** BEGIN Listing **
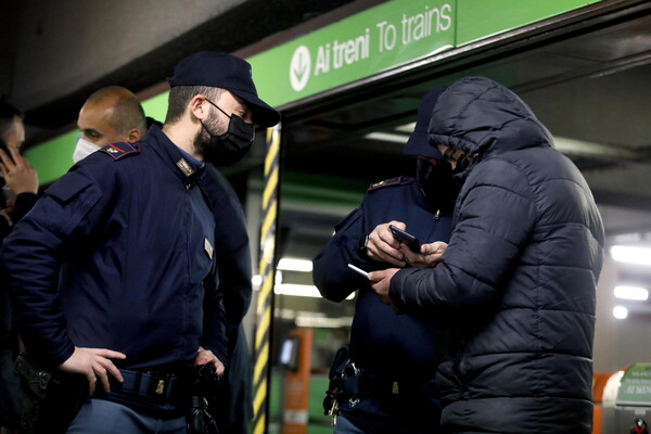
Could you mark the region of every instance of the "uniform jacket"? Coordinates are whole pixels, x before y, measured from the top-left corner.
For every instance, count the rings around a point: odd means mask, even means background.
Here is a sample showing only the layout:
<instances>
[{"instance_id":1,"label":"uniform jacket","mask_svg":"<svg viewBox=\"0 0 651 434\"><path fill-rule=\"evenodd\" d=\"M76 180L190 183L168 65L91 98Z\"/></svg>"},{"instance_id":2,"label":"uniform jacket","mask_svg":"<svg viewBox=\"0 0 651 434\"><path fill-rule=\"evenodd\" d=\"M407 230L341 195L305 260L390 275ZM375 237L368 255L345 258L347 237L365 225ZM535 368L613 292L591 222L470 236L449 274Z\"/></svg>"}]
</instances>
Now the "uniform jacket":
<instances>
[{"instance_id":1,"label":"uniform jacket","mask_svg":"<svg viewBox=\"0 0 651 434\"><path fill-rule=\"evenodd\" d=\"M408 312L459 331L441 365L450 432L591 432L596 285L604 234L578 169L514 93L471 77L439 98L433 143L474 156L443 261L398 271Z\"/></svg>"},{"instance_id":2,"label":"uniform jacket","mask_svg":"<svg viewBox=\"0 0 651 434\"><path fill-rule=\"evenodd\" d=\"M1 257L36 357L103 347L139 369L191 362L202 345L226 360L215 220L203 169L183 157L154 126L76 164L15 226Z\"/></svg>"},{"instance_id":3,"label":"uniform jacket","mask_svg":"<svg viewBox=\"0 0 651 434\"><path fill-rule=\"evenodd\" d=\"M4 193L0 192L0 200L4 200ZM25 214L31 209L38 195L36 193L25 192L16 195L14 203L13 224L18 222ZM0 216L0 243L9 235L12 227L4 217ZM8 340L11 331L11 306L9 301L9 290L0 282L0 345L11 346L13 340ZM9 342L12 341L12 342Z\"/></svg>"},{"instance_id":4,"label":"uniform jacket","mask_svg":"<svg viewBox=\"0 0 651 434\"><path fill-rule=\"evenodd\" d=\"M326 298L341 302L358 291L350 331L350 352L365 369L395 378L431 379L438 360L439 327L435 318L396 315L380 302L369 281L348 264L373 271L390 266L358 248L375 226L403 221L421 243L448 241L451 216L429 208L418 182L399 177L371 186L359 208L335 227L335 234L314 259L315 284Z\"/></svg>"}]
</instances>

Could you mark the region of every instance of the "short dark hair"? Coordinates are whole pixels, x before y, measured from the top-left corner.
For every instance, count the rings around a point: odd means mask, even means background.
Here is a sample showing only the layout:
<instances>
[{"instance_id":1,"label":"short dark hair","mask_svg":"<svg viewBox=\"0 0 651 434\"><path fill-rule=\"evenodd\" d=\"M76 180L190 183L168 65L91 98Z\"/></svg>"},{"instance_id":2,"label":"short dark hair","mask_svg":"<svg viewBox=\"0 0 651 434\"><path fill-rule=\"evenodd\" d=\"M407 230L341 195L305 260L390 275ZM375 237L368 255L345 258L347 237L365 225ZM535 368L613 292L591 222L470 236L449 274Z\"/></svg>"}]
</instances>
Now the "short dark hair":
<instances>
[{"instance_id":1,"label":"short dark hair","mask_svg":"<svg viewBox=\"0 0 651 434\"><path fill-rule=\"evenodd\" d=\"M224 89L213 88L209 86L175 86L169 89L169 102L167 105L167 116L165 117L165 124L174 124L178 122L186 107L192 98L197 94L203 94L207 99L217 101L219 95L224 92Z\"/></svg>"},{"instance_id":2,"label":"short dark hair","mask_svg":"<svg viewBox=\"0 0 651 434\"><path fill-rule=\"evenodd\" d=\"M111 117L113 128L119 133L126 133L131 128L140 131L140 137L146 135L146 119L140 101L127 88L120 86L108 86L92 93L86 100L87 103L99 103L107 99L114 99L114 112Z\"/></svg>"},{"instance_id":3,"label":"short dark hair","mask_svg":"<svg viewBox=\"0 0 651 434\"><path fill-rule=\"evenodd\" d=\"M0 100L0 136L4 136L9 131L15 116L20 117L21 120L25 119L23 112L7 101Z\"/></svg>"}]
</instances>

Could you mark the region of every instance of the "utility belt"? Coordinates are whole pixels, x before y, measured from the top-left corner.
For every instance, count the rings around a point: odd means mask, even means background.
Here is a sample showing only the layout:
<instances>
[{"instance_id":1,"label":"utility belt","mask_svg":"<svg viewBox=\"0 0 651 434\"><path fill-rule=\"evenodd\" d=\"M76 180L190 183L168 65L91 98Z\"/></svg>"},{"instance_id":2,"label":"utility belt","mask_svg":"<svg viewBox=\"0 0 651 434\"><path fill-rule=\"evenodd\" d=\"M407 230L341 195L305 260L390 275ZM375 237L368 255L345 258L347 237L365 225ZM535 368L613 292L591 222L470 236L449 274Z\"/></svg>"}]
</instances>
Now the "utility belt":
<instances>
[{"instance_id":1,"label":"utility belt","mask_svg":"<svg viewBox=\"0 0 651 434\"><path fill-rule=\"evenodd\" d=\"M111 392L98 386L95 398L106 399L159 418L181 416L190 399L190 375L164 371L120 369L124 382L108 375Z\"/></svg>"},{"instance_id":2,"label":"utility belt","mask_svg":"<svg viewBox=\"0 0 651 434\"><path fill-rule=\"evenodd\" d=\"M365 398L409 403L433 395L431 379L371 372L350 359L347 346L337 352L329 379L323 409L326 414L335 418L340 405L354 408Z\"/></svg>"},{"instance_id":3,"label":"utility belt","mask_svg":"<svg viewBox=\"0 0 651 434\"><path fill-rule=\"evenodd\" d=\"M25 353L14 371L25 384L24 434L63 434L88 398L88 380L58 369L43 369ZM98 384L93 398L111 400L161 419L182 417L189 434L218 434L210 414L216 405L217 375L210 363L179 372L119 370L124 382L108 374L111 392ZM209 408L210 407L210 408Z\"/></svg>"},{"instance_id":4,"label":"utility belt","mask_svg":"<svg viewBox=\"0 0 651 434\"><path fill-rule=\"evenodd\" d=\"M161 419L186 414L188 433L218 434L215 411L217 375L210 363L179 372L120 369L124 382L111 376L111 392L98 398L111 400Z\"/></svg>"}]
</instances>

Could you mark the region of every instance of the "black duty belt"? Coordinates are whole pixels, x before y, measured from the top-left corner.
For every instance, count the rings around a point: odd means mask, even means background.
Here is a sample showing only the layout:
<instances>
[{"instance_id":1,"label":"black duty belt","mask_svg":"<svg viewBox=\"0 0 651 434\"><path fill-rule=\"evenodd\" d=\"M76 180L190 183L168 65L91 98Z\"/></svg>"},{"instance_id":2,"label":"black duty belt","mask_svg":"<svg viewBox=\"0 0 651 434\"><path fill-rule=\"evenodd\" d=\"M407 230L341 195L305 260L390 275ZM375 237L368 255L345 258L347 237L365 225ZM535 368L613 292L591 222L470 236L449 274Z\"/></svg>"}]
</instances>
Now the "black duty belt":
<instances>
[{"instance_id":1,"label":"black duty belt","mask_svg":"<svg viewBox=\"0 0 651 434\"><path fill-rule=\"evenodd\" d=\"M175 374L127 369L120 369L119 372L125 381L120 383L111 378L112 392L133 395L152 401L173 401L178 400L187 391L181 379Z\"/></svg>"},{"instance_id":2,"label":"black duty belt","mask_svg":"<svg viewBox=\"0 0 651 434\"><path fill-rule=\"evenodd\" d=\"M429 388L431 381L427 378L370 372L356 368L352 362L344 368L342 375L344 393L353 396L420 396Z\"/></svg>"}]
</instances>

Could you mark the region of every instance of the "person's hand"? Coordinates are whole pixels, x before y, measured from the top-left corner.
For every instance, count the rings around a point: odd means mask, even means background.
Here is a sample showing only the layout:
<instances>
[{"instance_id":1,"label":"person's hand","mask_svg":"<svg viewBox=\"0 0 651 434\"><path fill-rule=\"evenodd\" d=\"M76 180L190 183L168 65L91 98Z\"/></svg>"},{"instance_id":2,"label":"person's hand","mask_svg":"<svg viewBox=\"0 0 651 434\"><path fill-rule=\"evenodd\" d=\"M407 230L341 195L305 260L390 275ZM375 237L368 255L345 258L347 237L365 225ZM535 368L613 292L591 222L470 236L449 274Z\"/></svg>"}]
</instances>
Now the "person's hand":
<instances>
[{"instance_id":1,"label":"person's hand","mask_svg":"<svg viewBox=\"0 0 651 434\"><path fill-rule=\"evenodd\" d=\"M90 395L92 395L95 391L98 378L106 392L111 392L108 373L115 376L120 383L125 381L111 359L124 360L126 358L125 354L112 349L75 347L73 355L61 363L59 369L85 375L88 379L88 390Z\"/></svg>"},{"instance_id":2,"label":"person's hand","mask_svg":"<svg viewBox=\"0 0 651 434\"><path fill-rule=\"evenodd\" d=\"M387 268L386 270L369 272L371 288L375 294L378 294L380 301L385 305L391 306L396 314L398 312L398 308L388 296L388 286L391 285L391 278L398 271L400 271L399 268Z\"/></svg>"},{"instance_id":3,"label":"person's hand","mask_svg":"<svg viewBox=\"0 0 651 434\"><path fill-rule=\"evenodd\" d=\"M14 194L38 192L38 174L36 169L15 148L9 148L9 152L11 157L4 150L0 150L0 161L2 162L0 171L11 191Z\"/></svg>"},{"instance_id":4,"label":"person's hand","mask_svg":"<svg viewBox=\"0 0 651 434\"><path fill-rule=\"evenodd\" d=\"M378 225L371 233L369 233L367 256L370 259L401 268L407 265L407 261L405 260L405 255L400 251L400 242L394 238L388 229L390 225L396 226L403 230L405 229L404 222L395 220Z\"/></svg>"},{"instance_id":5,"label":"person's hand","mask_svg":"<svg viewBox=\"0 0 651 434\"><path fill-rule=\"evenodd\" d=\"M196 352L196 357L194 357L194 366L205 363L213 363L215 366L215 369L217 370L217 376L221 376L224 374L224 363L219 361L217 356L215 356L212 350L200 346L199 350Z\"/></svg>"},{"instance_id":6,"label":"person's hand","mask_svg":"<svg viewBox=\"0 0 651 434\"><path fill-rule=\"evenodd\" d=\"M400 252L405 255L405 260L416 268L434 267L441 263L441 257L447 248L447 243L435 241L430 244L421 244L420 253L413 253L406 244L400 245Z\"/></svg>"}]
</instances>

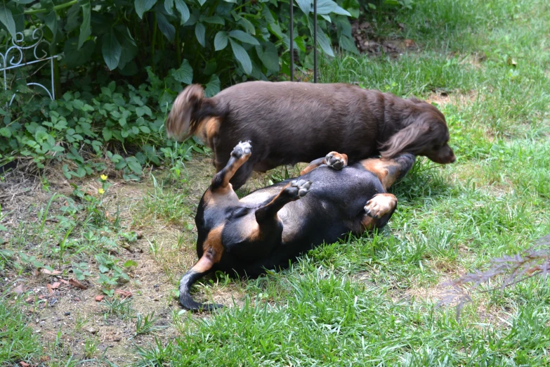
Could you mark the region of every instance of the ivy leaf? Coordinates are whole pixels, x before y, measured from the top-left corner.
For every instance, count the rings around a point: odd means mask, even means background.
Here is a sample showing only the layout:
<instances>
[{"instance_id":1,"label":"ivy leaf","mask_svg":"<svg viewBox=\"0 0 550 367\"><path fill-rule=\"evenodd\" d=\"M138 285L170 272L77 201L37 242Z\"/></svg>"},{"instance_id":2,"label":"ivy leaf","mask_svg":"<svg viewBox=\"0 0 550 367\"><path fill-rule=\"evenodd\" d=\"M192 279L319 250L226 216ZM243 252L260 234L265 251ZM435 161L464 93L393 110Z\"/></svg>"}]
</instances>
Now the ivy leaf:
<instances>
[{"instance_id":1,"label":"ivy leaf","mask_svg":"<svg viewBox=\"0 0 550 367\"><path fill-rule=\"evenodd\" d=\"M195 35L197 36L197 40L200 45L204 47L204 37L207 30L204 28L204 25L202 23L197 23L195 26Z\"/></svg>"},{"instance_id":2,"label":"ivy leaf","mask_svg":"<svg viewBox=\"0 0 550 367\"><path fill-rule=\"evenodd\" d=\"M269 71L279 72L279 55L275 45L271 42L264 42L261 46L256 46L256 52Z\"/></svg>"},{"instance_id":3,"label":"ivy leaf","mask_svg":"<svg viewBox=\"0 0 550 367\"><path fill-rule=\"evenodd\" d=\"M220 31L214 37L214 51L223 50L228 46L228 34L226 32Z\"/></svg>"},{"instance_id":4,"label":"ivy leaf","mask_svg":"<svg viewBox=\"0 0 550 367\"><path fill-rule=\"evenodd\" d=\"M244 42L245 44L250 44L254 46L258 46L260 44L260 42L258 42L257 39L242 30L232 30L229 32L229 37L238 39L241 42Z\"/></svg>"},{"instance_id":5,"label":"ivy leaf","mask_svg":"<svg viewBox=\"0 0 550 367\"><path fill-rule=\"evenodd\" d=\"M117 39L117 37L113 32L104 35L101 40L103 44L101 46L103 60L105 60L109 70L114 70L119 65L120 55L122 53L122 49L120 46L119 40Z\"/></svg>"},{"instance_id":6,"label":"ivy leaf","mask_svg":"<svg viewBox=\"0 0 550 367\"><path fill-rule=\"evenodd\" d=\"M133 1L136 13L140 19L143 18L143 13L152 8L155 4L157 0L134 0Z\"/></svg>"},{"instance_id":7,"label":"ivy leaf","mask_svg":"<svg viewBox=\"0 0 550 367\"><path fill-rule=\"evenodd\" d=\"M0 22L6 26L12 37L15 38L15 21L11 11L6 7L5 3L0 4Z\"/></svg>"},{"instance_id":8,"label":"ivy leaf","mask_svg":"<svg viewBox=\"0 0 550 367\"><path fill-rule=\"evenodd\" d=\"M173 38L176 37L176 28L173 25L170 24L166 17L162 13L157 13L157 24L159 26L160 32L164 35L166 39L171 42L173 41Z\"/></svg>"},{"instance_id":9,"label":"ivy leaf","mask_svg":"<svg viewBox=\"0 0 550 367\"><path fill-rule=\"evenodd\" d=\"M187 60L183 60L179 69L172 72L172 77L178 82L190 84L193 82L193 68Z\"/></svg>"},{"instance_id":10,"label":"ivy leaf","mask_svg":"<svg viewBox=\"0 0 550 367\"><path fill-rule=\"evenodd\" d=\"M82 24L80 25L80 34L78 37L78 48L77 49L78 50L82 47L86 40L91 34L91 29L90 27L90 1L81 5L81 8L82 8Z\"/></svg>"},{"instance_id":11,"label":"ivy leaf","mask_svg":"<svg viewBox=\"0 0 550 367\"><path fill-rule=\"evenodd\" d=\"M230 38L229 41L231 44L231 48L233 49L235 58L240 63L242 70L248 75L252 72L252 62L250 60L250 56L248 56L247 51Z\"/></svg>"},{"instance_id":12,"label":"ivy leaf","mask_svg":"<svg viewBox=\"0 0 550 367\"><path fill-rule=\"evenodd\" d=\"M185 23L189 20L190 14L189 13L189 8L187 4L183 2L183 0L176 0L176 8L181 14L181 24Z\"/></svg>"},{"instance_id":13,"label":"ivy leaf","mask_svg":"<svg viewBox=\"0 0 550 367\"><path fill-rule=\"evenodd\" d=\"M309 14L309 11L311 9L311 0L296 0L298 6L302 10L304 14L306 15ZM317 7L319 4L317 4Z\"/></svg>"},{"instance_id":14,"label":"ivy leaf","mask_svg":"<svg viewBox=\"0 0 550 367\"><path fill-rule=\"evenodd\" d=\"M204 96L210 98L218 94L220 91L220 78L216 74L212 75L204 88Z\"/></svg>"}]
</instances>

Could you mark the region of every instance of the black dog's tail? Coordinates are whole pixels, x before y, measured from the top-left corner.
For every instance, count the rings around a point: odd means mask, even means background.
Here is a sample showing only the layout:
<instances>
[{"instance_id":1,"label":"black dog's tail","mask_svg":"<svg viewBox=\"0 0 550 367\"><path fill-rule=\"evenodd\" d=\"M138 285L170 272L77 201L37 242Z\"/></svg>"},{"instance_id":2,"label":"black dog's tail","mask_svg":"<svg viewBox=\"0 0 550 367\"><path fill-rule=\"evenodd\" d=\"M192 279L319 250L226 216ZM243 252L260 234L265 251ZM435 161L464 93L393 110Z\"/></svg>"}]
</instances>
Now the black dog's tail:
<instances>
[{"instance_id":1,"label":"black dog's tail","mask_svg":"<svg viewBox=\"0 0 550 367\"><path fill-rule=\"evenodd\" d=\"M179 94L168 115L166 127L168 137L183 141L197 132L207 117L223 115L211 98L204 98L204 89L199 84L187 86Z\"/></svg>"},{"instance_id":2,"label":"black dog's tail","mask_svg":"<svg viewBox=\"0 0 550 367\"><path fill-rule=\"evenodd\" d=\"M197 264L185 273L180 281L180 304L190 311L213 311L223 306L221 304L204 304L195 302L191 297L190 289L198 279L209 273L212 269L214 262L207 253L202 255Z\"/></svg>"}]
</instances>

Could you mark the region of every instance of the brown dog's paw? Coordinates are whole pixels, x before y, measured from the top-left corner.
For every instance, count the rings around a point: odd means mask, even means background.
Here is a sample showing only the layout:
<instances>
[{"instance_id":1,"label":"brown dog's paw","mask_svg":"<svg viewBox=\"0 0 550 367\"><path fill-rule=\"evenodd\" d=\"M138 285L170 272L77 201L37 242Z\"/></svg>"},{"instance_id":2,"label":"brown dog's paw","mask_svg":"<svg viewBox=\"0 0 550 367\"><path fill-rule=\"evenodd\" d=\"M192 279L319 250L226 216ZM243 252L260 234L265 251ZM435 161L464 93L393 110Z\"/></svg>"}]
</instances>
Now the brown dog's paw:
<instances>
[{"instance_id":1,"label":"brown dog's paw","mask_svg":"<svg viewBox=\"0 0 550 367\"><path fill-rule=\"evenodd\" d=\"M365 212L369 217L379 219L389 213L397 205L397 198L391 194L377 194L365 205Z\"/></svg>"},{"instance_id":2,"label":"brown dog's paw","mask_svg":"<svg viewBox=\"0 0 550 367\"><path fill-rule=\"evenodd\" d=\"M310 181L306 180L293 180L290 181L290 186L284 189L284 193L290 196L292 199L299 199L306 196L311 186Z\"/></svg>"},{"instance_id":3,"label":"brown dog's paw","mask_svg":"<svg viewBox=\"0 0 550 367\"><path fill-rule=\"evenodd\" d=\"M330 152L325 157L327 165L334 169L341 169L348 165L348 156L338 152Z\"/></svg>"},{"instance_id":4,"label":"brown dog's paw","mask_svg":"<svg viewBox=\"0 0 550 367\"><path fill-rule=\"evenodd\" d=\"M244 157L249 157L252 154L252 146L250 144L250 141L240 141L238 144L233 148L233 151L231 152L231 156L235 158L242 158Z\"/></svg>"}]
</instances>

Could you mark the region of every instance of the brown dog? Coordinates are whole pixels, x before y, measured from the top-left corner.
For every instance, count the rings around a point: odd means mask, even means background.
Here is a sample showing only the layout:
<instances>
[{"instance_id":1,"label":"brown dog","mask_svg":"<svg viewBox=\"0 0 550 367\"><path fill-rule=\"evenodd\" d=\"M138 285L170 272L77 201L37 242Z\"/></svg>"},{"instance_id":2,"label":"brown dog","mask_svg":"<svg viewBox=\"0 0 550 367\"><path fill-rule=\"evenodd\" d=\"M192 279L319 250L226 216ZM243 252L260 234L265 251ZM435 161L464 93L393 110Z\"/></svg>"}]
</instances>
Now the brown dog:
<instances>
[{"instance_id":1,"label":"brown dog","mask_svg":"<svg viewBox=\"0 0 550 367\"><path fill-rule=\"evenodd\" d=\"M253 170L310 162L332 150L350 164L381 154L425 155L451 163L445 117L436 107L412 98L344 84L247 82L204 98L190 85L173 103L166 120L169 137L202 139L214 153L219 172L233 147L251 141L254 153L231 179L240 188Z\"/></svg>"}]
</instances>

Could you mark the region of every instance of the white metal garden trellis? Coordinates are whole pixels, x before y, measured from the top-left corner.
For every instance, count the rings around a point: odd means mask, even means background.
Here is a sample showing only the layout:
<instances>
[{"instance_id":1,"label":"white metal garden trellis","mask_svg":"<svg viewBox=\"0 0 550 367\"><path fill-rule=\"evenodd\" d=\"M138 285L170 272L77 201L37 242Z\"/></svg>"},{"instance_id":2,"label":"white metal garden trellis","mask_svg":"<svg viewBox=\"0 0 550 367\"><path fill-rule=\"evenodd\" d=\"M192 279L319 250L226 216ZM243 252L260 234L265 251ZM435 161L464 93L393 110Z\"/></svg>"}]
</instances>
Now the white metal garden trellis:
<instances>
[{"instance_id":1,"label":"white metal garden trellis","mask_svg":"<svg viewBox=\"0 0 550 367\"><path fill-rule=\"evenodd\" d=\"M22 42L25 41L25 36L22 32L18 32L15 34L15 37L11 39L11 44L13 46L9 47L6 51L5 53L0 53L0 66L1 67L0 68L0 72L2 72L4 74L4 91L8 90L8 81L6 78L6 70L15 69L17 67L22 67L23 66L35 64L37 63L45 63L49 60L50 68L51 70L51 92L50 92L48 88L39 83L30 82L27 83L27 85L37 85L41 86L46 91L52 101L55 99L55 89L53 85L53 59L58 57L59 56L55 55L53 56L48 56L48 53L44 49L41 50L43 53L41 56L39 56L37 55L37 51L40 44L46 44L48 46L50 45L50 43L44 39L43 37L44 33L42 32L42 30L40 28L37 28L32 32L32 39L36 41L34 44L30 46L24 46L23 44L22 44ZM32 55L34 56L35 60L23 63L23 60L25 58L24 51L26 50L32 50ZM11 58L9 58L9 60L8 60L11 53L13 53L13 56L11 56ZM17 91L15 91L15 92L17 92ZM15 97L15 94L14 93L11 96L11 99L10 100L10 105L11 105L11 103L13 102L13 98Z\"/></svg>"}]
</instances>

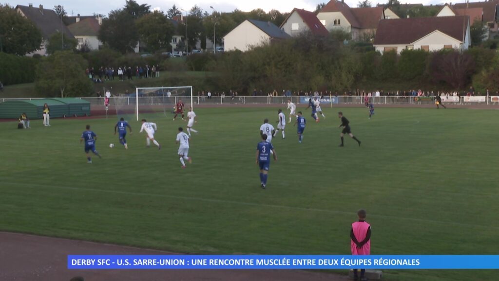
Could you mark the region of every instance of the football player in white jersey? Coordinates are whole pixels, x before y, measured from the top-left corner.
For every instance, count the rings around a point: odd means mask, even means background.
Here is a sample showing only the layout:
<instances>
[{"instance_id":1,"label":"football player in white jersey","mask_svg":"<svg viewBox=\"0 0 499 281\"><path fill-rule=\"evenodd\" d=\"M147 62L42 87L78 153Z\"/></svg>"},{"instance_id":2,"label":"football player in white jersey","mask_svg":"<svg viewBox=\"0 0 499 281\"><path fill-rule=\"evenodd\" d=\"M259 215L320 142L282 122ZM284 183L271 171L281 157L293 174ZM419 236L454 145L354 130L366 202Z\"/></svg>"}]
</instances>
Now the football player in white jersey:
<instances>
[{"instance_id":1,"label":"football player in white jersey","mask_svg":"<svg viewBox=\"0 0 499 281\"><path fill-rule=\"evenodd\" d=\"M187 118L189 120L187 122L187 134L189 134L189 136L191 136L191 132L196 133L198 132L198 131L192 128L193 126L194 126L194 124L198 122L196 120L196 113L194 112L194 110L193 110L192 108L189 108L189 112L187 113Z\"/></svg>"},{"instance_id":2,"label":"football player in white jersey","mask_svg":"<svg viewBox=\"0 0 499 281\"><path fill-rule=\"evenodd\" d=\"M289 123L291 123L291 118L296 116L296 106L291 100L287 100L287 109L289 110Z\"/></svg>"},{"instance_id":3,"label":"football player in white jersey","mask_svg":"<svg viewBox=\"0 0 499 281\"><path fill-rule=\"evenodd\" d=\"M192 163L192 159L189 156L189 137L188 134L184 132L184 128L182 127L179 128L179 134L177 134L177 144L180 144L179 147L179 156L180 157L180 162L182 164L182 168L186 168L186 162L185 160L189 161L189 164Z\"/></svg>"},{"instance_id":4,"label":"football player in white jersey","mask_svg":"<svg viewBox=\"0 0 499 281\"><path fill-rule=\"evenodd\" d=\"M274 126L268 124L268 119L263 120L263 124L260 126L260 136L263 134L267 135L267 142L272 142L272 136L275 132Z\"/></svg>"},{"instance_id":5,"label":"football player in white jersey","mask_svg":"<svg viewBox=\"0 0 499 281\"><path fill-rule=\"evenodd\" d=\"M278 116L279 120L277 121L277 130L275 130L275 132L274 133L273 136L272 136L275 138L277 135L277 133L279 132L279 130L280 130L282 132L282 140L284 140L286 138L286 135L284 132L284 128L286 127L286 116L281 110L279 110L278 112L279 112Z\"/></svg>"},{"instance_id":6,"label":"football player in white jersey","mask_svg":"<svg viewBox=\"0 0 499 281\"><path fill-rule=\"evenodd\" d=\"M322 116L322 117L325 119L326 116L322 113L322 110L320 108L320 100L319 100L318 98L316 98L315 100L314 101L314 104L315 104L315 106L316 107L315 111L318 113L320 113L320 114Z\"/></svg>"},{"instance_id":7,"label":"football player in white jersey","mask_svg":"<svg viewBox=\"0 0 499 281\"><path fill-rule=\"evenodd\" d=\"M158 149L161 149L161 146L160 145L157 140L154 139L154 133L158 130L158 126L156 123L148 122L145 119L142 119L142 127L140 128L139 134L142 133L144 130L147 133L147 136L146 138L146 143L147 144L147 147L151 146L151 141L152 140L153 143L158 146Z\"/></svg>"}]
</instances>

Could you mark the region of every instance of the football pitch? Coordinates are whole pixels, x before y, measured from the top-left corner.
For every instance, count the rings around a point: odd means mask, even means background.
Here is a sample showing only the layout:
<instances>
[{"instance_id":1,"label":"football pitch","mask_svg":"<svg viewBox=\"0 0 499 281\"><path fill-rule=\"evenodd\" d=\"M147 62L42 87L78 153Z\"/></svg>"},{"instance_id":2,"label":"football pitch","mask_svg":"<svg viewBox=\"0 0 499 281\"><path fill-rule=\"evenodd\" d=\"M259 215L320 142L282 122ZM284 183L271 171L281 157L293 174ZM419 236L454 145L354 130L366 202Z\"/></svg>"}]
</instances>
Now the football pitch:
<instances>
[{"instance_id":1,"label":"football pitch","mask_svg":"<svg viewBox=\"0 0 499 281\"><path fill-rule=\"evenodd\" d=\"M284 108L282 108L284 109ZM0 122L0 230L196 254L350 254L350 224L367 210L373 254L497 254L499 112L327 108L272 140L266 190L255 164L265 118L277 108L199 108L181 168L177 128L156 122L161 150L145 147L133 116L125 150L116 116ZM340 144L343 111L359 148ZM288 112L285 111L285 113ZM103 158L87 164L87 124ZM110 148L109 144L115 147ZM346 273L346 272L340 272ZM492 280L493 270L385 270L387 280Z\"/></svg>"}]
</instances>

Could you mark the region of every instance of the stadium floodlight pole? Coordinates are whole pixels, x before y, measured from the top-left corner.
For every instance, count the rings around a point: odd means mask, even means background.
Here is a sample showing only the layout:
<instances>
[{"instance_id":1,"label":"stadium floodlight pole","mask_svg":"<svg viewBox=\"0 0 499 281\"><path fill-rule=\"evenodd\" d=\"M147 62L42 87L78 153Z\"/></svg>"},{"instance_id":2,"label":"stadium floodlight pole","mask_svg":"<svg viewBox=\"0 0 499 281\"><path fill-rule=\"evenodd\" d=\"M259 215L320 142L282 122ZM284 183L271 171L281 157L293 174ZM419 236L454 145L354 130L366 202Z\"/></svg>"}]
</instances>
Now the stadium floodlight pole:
** END Listing **
▸ **Exercise goal**
Pick out every line of the material that contains the word "pole", matching case exactly, and copy each of those lines in full.

▸ **Completed task**
Could you mark the region of every instance of the stadium floodlight pole? Coordinates are whole pixels, x before y, measured from the top-left corner.
[{"instance_id":1,"label":"stadium floodlight pole","mask_svg":"<svg viewBox=\"0 0 499 281\"><path fill-rule=\"evenodd\" d=\"M147 62L42 87L78 153Z\"/></svg>"},{"instance_id":2,"label":"stadium floodlight pole","mask_svg":"<svg viewBox=\"0 0 499 281\"><path fill-rule=\"evenodd\" d=\"M259 215L320 142L282 122ZM284 183L271 171L281 157L293 174ZM419 236L454 145L354 130L366 202Z\"/></svg>"}]
Now the stadium floodlight pole:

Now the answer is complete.